[TE LEZEN TEKST]

Ezelsbruggetje: de adellijke 'r' wordt dan automatisch als hoofdletter 'R' geschreven. Dit is te vergelijken met de "k"-klank (Carlsen, Kramnik, Karpov, Kasparov, Caruana, Kamsky om maar een paar wereldkampioenen en kandidaten te noemen) die al lang een aanduiding van speciale klasse geeft op het mondiale schaakpodium.
Criterium 2: indien criterium 1 niet van toepassing is, bestaat nog de mogelijkheid om door het huwelijk Schaakadeldom te verweven.
Nu dit is opgehelderd en we de gebeurtenissen uit de wedstrijd beter duiden kunnen, zal ik verder gaan met het daadwerkelijk verslag:
De wedstrijd begon met de kennisgeving dat Waalwijk slechts met 6 spelers op zou komen. Markies Robin en Hertog René zaten zonder tegenstander.
Het was reeds een gegeven dat er spelers zijn die bij het vooruitzicht van een zwartpartij tegen René liever gelijk op zouden geven. We kunnen dit nu uitbreiden: bij het vooruitzicht van een witpartij tegen René durft men zelfs niet meer achter het bord plaats te nemen.
René bracht nog ter sprake dat hij dit seizoen nog niet eerder op het topbord was gezet, maar op het moment dat je op schaaksite.nl dingen gaat publiceren onder de naam "Tiggel 1" word je natuurlijk voor de volgende wedstrijd wel een beetje een "sitting duck" op het eerste bord.
René en Robin waren er uiteraard niet van geporteerd hoe hier met Schaakadel werd omgegaan en ze zijn toen maar op zolder wat vluggertjes gaan spelen nadat René zijn hart had gelucht door een stukje online te zetten.

[OPDRACHT A] Met hoeveel spelers kwam Waalwijk volgens het schaakverslag op?
[OPDRACHT B] Schrijf het stuk van het schaakverslag over dat begint bij "René bracht nog" en eindigt bij "het eerste bord.".
[OPDRACHT C] Ga verder met het schaakverslag over de wedstrijd tegen Waalwijk, vanaf het punt waar het ophoudt.
De regels die hierna komen, zijn niet nodig.

[Regels uit de dataset]
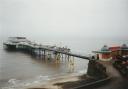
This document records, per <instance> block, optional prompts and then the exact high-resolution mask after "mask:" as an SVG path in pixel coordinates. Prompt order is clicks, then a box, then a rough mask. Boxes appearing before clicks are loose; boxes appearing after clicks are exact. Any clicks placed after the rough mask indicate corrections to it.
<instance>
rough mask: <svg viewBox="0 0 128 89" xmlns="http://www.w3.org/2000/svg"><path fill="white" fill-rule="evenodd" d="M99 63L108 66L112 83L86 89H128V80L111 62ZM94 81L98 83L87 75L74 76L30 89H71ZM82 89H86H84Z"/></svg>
mask: <svg viewBox="0 0 128 89" xmlns="http://www.w3.org/2000/svg"><path fill="white" fill-rule="evenodd" d="M99 62H100V63H101V64H103V65H104V66H106V68H107V75H109V76H111V77H112V79H111V81H109V82H107V83H105V84H103V85H98V86H95V87H91V88H86V89H128V79H127V78H124V77H122V75H121V74H120V73H119V72H118V70H116V69H115V68H114V67H113V66H112V64H111V63H110V62H101V61H99ZM93 81H96V80H95V79H93V78H90V77H89V76H87V75H83V76H73V77H71V76H68V77H63V78H59V79H55V80H52V81H50V82H49V83H47V84H45V85H40V86H35V87H33V88H29V89H70V88H73V87H77V86H81V85H84V84H87V83H90V82H93ZM78 89H79V88H78ZM80 89H84V87H83V88H80Z"/></svg>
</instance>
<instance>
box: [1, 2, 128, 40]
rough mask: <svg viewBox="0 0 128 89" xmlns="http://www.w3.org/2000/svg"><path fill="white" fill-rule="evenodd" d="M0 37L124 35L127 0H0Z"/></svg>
mask: <svg viewBox="0 0 128 89" xmlns="http://www.w3.org/2000/svg"><path fill="white" fill-rule="evenodd" d="M0 31H1V35H3V36H44V37H48V36H51V37H83V38H85V37H120V38H128V0H0Z"/></svg>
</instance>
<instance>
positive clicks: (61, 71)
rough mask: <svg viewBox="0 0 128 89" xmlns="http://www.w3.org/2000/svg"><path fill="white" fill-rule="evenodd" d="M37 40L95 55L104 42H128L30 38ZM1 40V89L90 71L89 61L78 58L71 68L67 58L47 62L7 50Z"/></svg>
mask: <svg viewBox="0 0 128 89" xmlns="http://www.w3.org/2000/svg"><path fill="white" fill-rule="evenodd" d="M28 39H30V40H31V41H33V42H37V43H39V44H44V45H56V46H59V47H68V48H70V49H71V52H73V53H76V54H81V55H85V56H90V55H93V53H92V51H94V50H100V49H101V47H102V46H103V45H108V46H118V45H122V44H123V43H125V44H127V42H128V41H127V40H125V39H117V38H113V39H108V38H83V39H81V38H80V39H79V38H78V39H73V38H72V39H59V38H58V39H57V40H56V39H54V40H52V39H44V38H42V37H37V38H36V37H28ZM6 40H7V37H5V38H3V39H2V38H1V40H0V89H18V88H20V87H25V86H29V85H31V84H36V83H39V82H42V83H45V82H46V81H49V80H52V79H55V78H57V77H59V76H65V75H71V74H72V75H75V74H78V75H79V74H86V72H87V68H88V60H85V59H81V58H74V66H73V68H71V67H70V66H69V62H68V61H67V60H64V59H63V60H61V61H60V63H56V62H54V61H53V60H54V59H51V60H48V61H44V60H43V59H41V58H39V57H33V56H31V55H29V54H26V53H24V52H19V51H7V50H5V49H4V48H3V42H4V41H6Z"/></svg>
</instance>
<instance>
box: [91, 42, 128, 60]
mask: <svg viewBox="0 0 128 89" xmlns="http://www.w3.org/2000/svg"><path fill="white" fill-rule="evenodd" d="M92 52H93V53H94V54H95V56H96V59H99V60H102V61H110V60H111V59H116V57H117V56H127V55H128V46H127V45H126V44H123V45H121V46H111V47H108V46H107V45H104V46H103V47H102V48H101V49H100V50H98V51H92Z"/></svg>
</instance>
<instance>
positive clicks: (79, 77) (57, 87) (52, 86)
mask: <svg viewBox="0 0 128 89" xmlns="http://www.w3.org/2000/svg"><path fill="white" fill-rule="evenodd" d="M79 80H80V76H72V75H68V76H62V77H59V78H56V79H52V80H49V81H48V82H46V83H45V84H36V85H32V86H29V87H28V88H27V89H63V88H62V86H61V85H58V84H63V83H67V82H76V81H79Z"/></svg>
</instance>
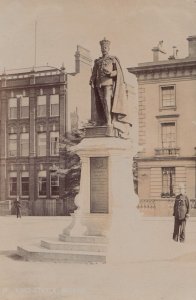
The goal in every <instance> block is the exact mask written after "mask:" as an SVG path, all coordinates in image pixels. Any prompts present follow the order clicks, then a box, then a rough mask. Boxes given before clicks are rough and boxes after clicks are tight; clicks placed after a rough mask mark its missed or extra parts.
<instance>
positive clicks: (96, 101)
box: [90, 38, 131, 138]
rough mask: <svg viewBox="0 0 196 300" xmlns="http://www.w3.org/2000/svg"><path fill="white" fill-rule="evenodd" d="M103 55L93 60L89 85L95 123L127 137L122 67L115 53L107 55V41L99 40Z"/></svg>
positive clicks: (120, 135)
mask: <svg viewBox="0 0 196 300" xmlns="http://www.w3.org/2000/svg"><path fill="white" fill-rule="evenodd" d="M100 45H101V52H102V57H99V58H98V59H96V60H95V62H94V67H93V71H92V76H91V79H90V85H91V86H92V88H93V89H94V94H95V102H96V110H97V115H98V118H99V120H100V121H101V122H100V123H99V124H97V125H107V132H106V135H108V136H116V137H122V138H128V136H129V134H130V127H131V122H130V120H129V116H128V114H129V107H128V98H127V95H126V89H125V82H124V76H123V71H122V68H121V65H120V62H119V60H118V58H117V57H115V56H110V55H109V49H110V41H108V40H106V38H104V39H103V40H102V41H100Z"/></svg>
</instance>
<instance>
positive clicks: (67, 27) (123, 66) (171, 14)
mask: <svg viewBox="0 0 196 300" xmlns="http://www.w3.org/2000/svg"><path fill="white" fill-rule="evenodd" d="M35 22H36V24H37V27H36V28H37V30H36V31H37V35H36V53H37V55H36V64H37V65H38V66H43V65H46V64H47V63H48V64H49V65H52V66H55V67H60V66H61V65H62V63H64V65H65V67H66V70H67V72H73V71H74V70H75V65H74V60H75V58H74V54H75V51H76V47H77V45H81V46H83V47H85V48H87V49H88V50H90V52H91V58H92V59H93V60H94V59H95V58H97V57H99V56H100V55H101V53H100V46H99V41H100V40H102V39H103V38H104V37H106V38H107V39H109V40H110V41H111V50H110V53H111V54H112V55H115V56H117V57H118V58H119V60H120V62H121V65H122V67H123V70H124V73H125V78H126V81H128V82H129V81H130V82H129V83H131V82H132V80H133V78H132V77H134V75H131V74H129V73H128V72H127V70H126V68H127V67H132V66H137V64H138V63H140V62H148V61H152V51H151V49H152V48H153V47H154V46H157V45H158V42H159V41H161V40H163V41H164V43H163V45H164V49H165V51H166V52H167V54H166V55H164V56H163V57H162V59H168V57H169V56H170V55H171V54H172V53H173V50H172V47H173V46H176V47H177V48H178V50H179V52H178V54H179V58H184V57H186V56H187V55H188V42H187V40H186V38H187V37H188V36H190V35H196V0H0V41H1V42H0V71H3V69H4V68H5V69H6V70H9V69H15V68H24V67H31V66H33V65H34V62H35ZM131 76H132V77H131Z"/></svg>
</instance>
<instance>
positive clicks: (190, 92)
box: [128, 36, 196, 216]
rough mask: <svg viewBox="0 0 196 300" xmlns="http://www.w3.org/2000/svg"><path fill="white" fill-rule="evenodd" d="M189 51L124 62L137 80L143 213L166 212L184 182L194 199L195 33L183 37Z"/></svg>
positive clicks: (138, 171)
mask: <svg viewBox="0 0 196 300" xmlns="http://www.w3.org/2000/svg"><path fill="white" fill-rule="evenodd" d="M187 40H188V48H189V53H188V57H186V58H183V59H179V58H177V55H176V54H177V51H176V48H175V47H174V53H173V55H171V56H170V57H169V59H168V60H159V58H160V52H161V51H162V50H161V47H160V45H159V46H158V47H154V48H153V49H152V50H153V58H154V59H153V62H148V63H140V64H139V65H138V66H137V67H131V68H128V71H129V72H130V73H132V74H135V75H136V77H137V80H138V97H139V105H138V106H139V109H138V110H139V153H138V157H137V158H136V161H137V163H138V193H139V198H140V209H141V210H142V211H144V212H145V213H146V214H147V215H154V216H167V215H171V213H172V207H173V201H174V197H175V195H176V194H177V193H178V192H179V187H180V186H182V185H183V186H184V187H185V189H186V194H187V196H188V197H189V198H190V199H191V200H192V201H191V202H192V205H193V204H194V203H195V199H196V134H195V132H196V36H190V37H188V38H187Z"/></svg>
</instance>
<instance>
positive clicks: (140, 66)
mask: <svg viewBox="0 0 196 300" xmlns="http://www.w3.org/2000/svg"><path fill="white" fill-rule="evenodd" d="M195 66H196V58H195V59H194V60H193V59H178V60H177V59H175V60H172V61H160V62H156V63H155V62H150V63H142V64H138V67H129V68H127V70H128V72H129V73H133V74H138V73H142V72H151V71H153V72H154V71H157V70H158V71H161V70H165V69H178V68H185V67H195Z"/></svg>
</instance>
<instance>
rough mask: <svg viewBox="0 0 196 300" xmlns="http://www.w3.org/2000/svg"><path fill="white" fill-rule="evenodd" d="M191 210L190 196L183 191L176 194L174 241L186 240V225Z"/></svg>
mask: <svg viewBox="0 0 196 300" xmlns="http://www.w3.org/2000/svg"><path fill="white" fill-rule="evenodd" d="M189 210H190V201H189V199H188V197H187V196H186V195H184V194H182V193H180V194H179V195H177V196H176V199H175V203H174V212H173V216H174V217H175V221H174V232H173V240H174V241H176V242H177V241H178V240H179V241H180V242H184V241H185V227H186V220H187V218H188V217H189Z"/></svg>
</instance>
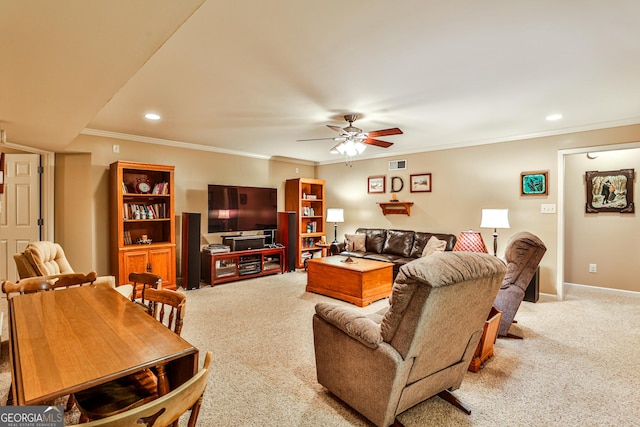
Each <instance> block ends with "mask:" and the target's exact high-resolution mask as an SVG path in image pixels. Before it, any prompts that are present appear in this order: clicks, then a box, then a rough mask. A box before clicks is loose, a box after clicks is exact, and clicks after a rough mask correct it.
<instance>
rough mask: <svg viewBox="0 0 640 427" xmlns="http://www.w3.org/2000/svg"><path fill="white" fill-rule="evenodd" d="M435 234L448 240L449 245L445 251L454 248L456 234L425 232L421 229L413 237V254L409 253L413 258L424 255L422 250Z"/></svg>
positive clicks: (409, 255) (455, 241) (441, 238)
mask: <svg viewBox="0 0 640 427" xmlns="http://www.w3.org/2000/svg"><path fill="white" fill-rule="evenodd" d="M433 236H436V237H437V238H438V239H440V240H444V241H445V242H447V247H446V248H445V251H451V250H453V247H454V246H455V244H456V240H457V239H456V236H454V235H453V234H444V233H424V232H421V231H416V233H415V237H414V239H413V247H412V248H411V254H410V255H409V256H410V257H411V258H420V257H421V256H422V252H423V251H424V247H425V246H426V245H427V242H428V241H429V239H430V238H431V237H433Z"/></svg>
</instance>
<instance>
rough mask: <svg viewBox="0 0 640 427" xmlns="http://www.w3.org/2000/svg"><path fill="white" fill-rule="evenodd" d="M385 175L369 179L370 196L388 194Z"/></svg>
mask: <svg viewBox="0 0 640 427" xmlns="http://www.w3.org/2000/svg"><path fill="white" fill-rule="evenodd" d="M385 178H386V177H385V175H378V176H370V177H369V178H368V179H367V184H368V185H367V192H368V193H369V194H376V193H378V194H384V193H386V192H387V188H386V181H385Z"/></svg>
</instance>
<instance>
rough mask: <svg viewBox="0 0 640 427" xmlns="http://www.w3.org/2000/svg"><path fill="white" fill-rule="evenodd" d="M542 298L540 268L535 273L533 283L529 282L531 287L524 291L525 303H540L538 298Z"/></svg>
mask: <svg viewBox="0 0 640 427" xmlns="http://www.w3.org/2000/svg"><path fill="white" fill-rule="evenodd" d="M539 296H540V267H538V268H537V270H536V272H535V273H534V275H533V277H532V278H531V281H530V282H529V286H527V289H526V290H525V291H524V301H528V302H538V297H539Z"/></svg>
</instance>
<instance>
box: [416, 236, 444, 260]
mask: <svg viewBox="0 0 640 427" xmlns="http://www.w3.org/2000/svg"><path fill="white" fill-rule="evenodd" d="M446 247H447V242H445V241H444V240H440V239H438V238H437V237H436V236H431V238H430V239H429V241H428V242H427V245H426V246H425V247H424V250H423V251H422V256H429V255H431V254H433V253H434V252H444V250H445V248H446Z"/></svg>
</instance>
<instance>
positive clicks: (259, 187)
mask: <svg viewBox="0 0 640 427" xmlns="http://www.w3.org/2000/svg"><path fill="white" fill-rule="evenodd" d="M208 197H209V201H208V210H209V212H208V230H209V233H221V232H231V231H254V230H275V229H276V228H278V189H277V188H269V187H243V186H238V185H214V184H209V186H208Z"/></svg>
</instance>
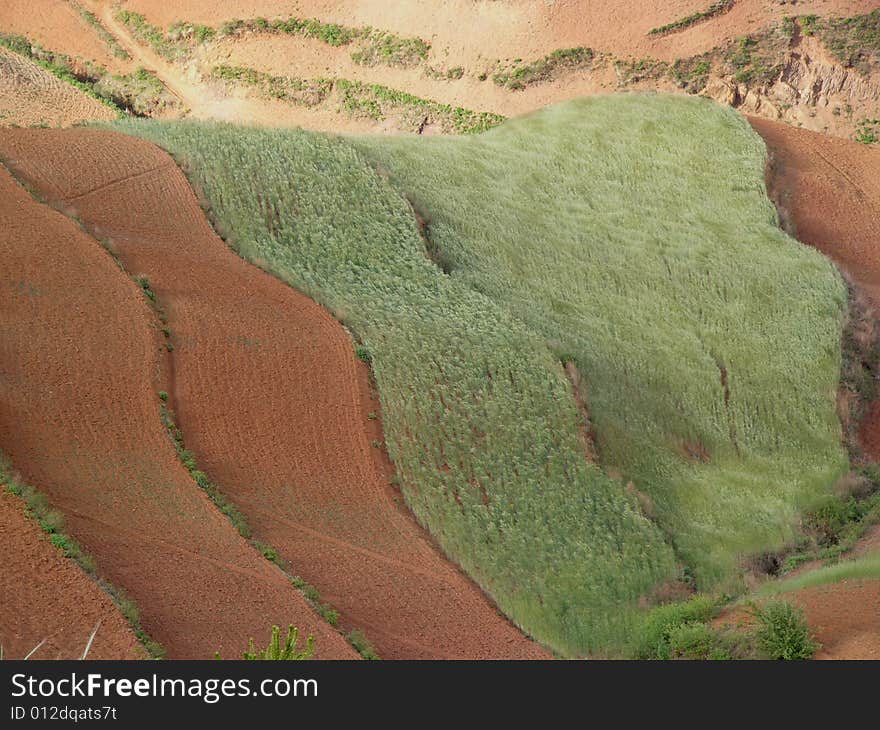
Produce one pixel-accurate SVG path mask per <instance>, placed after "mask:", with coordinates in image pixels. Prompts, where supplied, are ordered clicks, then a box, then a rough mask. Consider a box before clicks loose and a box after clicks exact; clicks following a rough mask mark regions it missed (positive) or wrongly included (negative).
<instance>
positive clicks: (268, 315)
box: [0, 130, 549, 659]
mask: <svg viewBox="0 0 880 730" xmlns="http://www.w3.org/2000/svg"><path fill="white" fill-rule="evenodd" d="M0 153H2V154H4V155H6V156H7V157H9V158H10V160H11V164H12V165H13V166H14V169H15V170H16V171H17V173H18V174H21V175H23V176H24V177H25V178H26V179H27V180H28V181H29V182H30V183H31V184H33V185H35V186H36V187H37V189H38V190H39V191H40V192H41V193H42V194H44V195H46V196H48V197H49V198H50V199H53V200H57V201H58V202H59V204H61V205H64V206H65V208H66V209H67V211H68V212H69V213H74V214H76V215H77V216H78V217H79V218H80V219H81V220H82V221H83V222H84V223H85V224H86V226H87V227H88V228H89V229H90V230H92V231H93V232H94V234H95V235H96V236H97V237H100V238H102V239H109V240H110V241H111V245H112V246H113V248H114V249H115V251H116V252H117V254H118V255H119V256H120V258H121V260H122V261H123V262H124V264H125V266H126V268H127V270H128V271H129V272H130V273H132V274H133V275H146V276H147V277H148V278H149V281H150V285H151V288H152V289H153V291H155V292H156V294H157V296H158V298H159V301H160V302H161V304H162V306H163V308H164V309H165V311H166V312H167V315H168V324H169V327H170V329H171V331H172V333H173V336H172V342H173V345H174V351H173V354H172V360H173V368H174V387H173V392H172V400H173V401H174V407H175V410H176V412H177V414H178V423H179V424H180V427H181V429H182V431H183V434H184V439H185V441H186V443H187V446H188V447H189V448H191V449H192V450H193V451H194V452H195V454H196V457H197V459H198V462H199V466H200V468H202V469H204V470H205V471H206V472H207V473H208V474H209V475H210V476H211V477H212V479H214V480H215V481H216V482H217V483H218V484H219V485H220V487H221V489H222V490H223V491H224V493H225V494H227V495H228V496H229V497H230V498H231V500H232V501H233V502H234V503H235V504H236V505H237V506H238V507H239V508H240V509H241V510H242V511H243V512H244V514H245V515H246V517H247V519H248V522H249V523H250V525H251V527H252V529H253V532H254V535H255V537H257V538H258V539H259V540H261V541H263V542H265V543H268V544H269V545H271V546H273V547H274V548H276V549H277V550H278V552H279V554H280V555H281V556H282V557H283V558H284V559H285V560H287V561H288V562H289V563H290V566H291V572H293V573H296V574H298V575H300V576H302V577H303V578H304V579H305V580H307V581H308V582H309V583H311V584H313V585H315V586H316V587H317V588H318V589H319V591H320V593H321V595H322V598H323V599H324V600H326V601H328V602H329V603H330V604H331V605H332V606H333V607H334V608H337V609H338V610H339V611H340V615H341V621H340V623H341V625H342V627H343V628H344V629H345V630H349V629H351V628H359V629H362V630H363V631H364V632H365V633H366V635H367V637H368V638H369V639H370V640H371V641H372V643H373V644H374V645H375V646H376V648H377V650H378V652H379V655H380V656H381V657H382V658H387V659H400V658H410V659H413V658H415V659H428V658H438V659H439V658H447V659H449V658H456V659H464V658H470V659H501V658H516V659H524V658H547V657H548V656H549V655H548V653H547V652H545V651H544V650H543V649H541V648H540V647H539V646H538V645H537V644H535V643H534V642H532V641H530V640H529V639H527V638H526V637H525V636H524V635H523V634H522V633H521V632H520V631H519V630H517V629H516V628H515V627H514V626H513V625H511V624H510V622H509V621H508V620H507V619H506V618H505V617H503V616H502V615H501V614H500V613H499V612H498V611H497V609H496V608H495V607H494V605H492V604H491V603H490V601H489V600H488V599H487V598H486V597H485V595H484V594H483V593H482V592H481V591H480V590H479V588H478V587H477V586H476V585H475V584H474V583H473V582H472V581H470V580H469V579H468V578H467V577H466V576H465V575H464V574H463V573H462V572H461V571H459V570H458V569H457V568H456V567H455V566H454V565H453V564H452V563H450V562H449V561H448V560H446V559H445V558H444V557H443V555H442V554H441V553H440V552H439V550H438V549H437V548H436V547H435V546H434V545H433V543H432V542H431V540H430V538H429V537H428V535H427V534H426V533H425V532H424V531H423V530H422V529H421V528H420V527H419V526H418V524H417V523H416V522H415V520H414V519H413V517H412V516H411V514H410V513H409V512H408V510H407V509H406V508H405V507H404V506H403V500H402V498H401V497H400V495H399V494H397V493H396V492H395V490H394V489H393V488H392V487H391V485H390V480H391V478H392V476H393V469H392V467H391V465H390V463H389V462H388V460H387V457H385V455H384V451H383V450H381V449H379V448H376V446H374V445H373V443H374V442H378V441H380V440H381V439H382V429H381V421H380V419H379V417H378V416H379V402H378V398H377V396H376V394H375V393H373V392H372V391H371V386H370V380H369V371H368V369H367V367H366V366H365V365H364V364H363V363H361V362H360V361H359V360H358V359H357V358H356V357H355V354H354V348H353V343H352V341H351V339H350V337H349V336H348V334H347V333H346V332H345V330H344V329H343V328H342V327H341V325H339V323H338V322H337V321H336V320H334V319H333V318H332V317H331V316H330V315H329V314H328V313H327V312H326V311H325V310H324V309H322V308H321V307H320V306H318V305H317V304H316V303H315V302H313V301H312V300H311V299H309V298H308V297H306V296H304V295H302V294H300V293H299V292H297V291H295V290H294V289H291V288H290V287H288V286H286V285H284V284H282V283H281V282H280V281H279V280H277V279H275V278H274V277H272V276H270V275H268V274H266V273H264V272H263V271H261V270H260V269H258V268H256V267H254V266H252V265H250V264H248V263H246V262H244V261H243V260H242V259H240V258H239V257H238V256H236V255H235V254H234V253H233V252H232V251H231V250H230V249H229V248H228V247H227V246H226V245H225V244H224V243H223V241H221V240H220V239H219V238H218V237H217V235H216V234H215V233H214V231H213V230H212V229H211V227H210V225H209V224H208V222H207V220H206V219H205V217H204V214H203V213H202V210H201V208H200V206H199V204H198V201H197V200H196V197H195V195H194V194H193V191H192V189H191V188H190V186H189V184H188V182H187V180H186V178H185V177H184V176H183V174H182V173H181V172H180V170H179V169H178V168H177V166H176V165H174V164H173V162H172V161H171V158H170V157H169V156H168V155H167V154H166V153H165V152H163V151H162V150H160V149H159V148H157V147H155V146H153V145H151V144H149V143H147V142H144V141H142V140H137V139H134V138H131V137H127V136H124V135H121V134H116V133H111V132H102V131H95V130H63V131H57V130H45V131H44V130H14V131H10V132H8V133H3V134H2V135H0ZM117 161H118V163H117ZM255 194H258V193H255ZM268 214H269V208H267V215H268Z"/></svg>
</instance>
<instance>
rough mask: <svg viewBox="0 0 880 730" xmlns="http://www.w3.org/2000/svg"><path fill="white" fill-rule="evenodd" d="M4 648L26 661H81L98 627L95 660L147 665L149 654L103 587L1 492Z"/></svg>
mask: <svg viewBox="0 0 880 730" xmlns="http://www.w3.org/2000/svg"><path fill="white" fill-rule="evenodd" d="M0 596H2V597H3V600H2V601H0V646H2V647H3V653H4V656H5V657H6V658H8V659H21V658H23V657H24V656H25V655H26V654H27V653H28V652H29V651H31V649H33V648H34V647H35V646H37V644H39V643H40V642H41V641H43V640H44V639H46V643H45V644H43V646H42V647H41V648H40V649H39V650H38V651H37V652H36V653H35V654H34V655H33V658H34V659H78V658H79V657H80V656H81V655H82V652H83V649H84V648H85V647H86V644H87V643H88V640H89V636H90V635H91V633H92V630H93V629H94V628H95V625H96V624H97V623H98V622H99V621H100V624H101V625H100V626H99V628H98V633H97V634H96V635H95V640H94V642H93V643H92V647H91V650H90V651H89V658H90V659H142V658H145V656H146V654H145V652H144V650H143V647H142V646H141V645H140V643H138V640H137V637H135V635H134V632H133V631H132V630H131V628H130V627H129V625H128V624H127V623H126V621H125V619H124V618H123V617H122V615H121V614H120V613H119V611H118V610H117V608H116V606H115V605H113V602H112V601H111V600H110V597H109V596H108V595H107V594H106V593H104V591H102V590H101V589H100V588H99V587H98V584H97V583H96V582H95V581H93V580H92V579H91V578H89V576H88V575H86V574H85V573H84V572H83V571H82V569H81V568H80V567H79V566H78V565H76V563H74V562H73V561H72V560H69V559H68V558H65V557H64V556H63V555H62V554H61V552H60V551H59V550H58V549H57V548H56V547H55V546H54V545H52V543H51V542H49V538H48V536H47V535H46V534H45V533H44V532H43V531H42V530H41V529H40V528H39V526H38V525H37V523H36V522H35V521H34V520H33V519H31V518H29V517H27V516H26V515H25V511H24V505H23V502H22V501H21V500H20V499H18V498H16V497H14V496H12V495H11V494H9V492H7V491H6V489H5V488H3V487H0Z"/></svg>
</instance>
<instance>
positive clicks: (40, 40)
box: [0, 0, 132, 72]
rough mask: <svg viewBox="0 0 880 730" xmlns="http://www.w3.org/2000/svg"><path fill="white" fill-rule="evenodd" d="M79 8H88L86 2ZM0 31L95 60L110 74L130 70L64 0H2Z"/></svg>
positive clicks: (83, 58)
mask: <svg viewBox="0 0 880 730" xmlns="http://www.w3.org/2000/svg"><path fill="white" fill-rule="evenodd" d="M80 5H81V6H82V7H83V8H86V9H88V8H87V4H86V3H84V2H80ZM0 32H4V33H16V34H19V35H23V36H26V37H27V38H28V39H30V40H31V41H35V42H36V43H39V44H40V45H41V46H43V47H44V48H48V49H50V50H52V51H57V52H59V53H64V54H67V55H68V56H71V57H73V58H82V59H83V60H85V61H94V62H96V63H98V64H100V65H101V66H104V67H106V68H108V69H110V70H111V71H115V72H128V71H130V70H131V66H132V64H131V62H130V61H126V60H124V59H119V58H117V57H116V56H114V55H113V53H112V52H111V51H110V49H109V48H108V47H107V44H106V43H104V41H102V40H101V38H100V36H99V35H98V33H97V31H96V30H95V29H94V28H93V27H92V26H90V25H89V24H88V23H87V22H86V21H85V20H84V19H83V18H82V17H80V15H79V14H78V13H77V12H76V10H75V9H74V8H73V6H72V5H71V4H70V3H68V2H66V0H3V2H2V3H0Z"/></svg>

[RESULTAAT A] Met slechts 6 spelers.

[RESULTAAT B]
René bracht nog ter sprake dat hij dit seizoen nog niet eerder op het topbord was gezet, maar op het moment dat je op schaaksite.nl dingen gaat publiceren onder de naam "Tiggel 1" word je natuurlijk voor de volgende wedstrijd wel een beetje een "sitting duck" op het eerste bord.

[RESULTAAT C]
Op bord 3 zat Prins Ricardo. De beginzetten gaven een echo te zien van de partij tegen Casper Schoppen van een paar jaar geleden waarin Ricardo de GM het mes op de keel zette. De huidige opponent ging dan ook al op zet 2 in de ankers. Ricardo echter schoof met jaloersmakend strategisch overwicht zijn tegenstander langzaam maar zeker van het bord, tot de beste man in de slotstelling nog ongelovig bijna een kwartier naar het bord zat te kijken in een poging te begrijpen hoe het kon dat Ricardo’s koning, toren en pion zijn koning, toren en loper zo volledig domineerden, voor hij het toch maar opgaf. Het naschrift van Ricardo dat er ergens een remisekans gemist is, nam ik aanvankelijk maar voor kennisgeving aan.
Ricardo echter vereerde onze groepsapp met deze analyse van 2 fragmenten ik graag met u deel:
"Mijn tegenstander had Db5-De2 gespeeld.
Ik probeerde toen een plan te verzinnen om de combinatie De2-g4 met mat op g7 onschadelijk maken. Na lang denken koos ik voor …f7-f5, omdat dit zowel Dg4 als de opmars e3-e4 zou voorkomen. Ik dacht namelijk dat de volgende variant goed was voor wit: Te8, Dg4 Lf8 en dan Txc5! Echter, dan kan ik direct …f5 spelen (met torenwinst). Afijn, niet goed gevisualiseerd dat de toren op d7 het veld g7 zou verdedigen. Eigenlijk had ik dus te vroeg f5 gespeeld en daarmee mijn stelling onnodig verzwakt."
"Mijn tegenstander had g2-g4 gespeeld. Ik had het gevoel dat dit waarschijnlijk geen sterke zet was, maar door de complexiteit van de stelling – en ik ben niet goed in complexe (lees: onoverzichtelijke) stellingen – had ik een combinatie gemist. Ik speelde het ‘veilige’ g7-g6. De beste zet was gewoon slaan op b3. Daarna gaat het bijvoorbeeld als volgt: xf5 c4 – e4 (hier vond ik het te lastig) Lg5! (alleen deze zet geeft groot voordeel) – xd5 Pd4! (wederom de enige zet met groot voordeel) De combinatie Lg5 en Pd4 had ik niet gezien. Computer geeft hier -4 voor mij."
Altijd leerzaam om je aan dergelijke inzichten te kunnen laven.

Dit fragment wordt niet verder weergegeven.